"""

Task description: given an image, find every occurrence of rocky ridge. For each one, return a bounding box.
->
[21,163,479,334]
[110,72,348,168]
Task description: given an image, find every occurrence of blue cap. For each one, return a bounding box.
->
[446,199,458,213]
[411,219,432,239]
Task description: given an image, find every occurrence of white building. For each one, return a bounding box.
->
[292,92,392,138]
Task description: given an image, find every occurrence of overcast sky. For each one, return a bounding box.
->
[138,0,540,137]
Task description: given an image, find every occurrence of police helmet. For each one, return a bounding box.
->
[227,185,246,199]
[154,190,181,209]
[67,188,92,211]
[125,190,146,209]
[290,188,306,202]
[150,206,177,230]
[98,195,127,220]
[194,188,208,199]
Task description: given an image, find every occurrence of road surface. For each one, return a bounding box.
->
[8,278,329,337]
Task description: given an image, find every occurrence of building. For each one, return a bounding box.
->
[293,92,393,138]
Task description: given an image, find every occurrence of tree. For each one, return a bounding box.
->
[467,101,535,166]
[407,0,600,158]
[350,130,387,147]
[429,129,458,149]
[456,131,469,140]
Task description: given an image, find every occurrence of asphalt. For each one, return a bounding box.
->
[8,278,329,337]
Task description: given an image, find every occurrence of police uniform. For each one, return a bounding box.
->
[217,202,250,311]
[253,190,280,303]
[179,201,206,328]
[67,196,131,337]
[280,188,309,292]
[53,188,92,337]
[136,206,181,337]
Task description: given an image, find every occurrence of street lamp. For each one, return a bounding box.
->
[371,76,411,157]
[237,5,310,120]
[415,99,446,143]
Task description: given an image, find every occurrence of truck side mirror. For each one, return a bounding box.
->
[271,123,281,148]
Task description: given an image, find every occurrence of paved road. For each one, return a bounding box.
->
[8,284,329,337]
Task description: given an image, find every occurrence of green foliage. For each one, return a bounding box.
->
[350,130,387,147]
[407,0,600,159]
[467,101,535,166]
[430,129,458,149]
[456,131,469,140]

"""

THE TASK: Transcribe the records in the stretch from the line containing "Task description: given an image, find every occurrence of road" through the line containing "[293,92,393,138]", keeping both of those lines.

SOLUTION:
Task description: given an image, find every occurrence of road surface. For each one, return a bounding box.
->
[8,278,329,337]
Task description: given an image, find every occurrence of building. For each one, return a bounding box.
->
[293,92,393,138]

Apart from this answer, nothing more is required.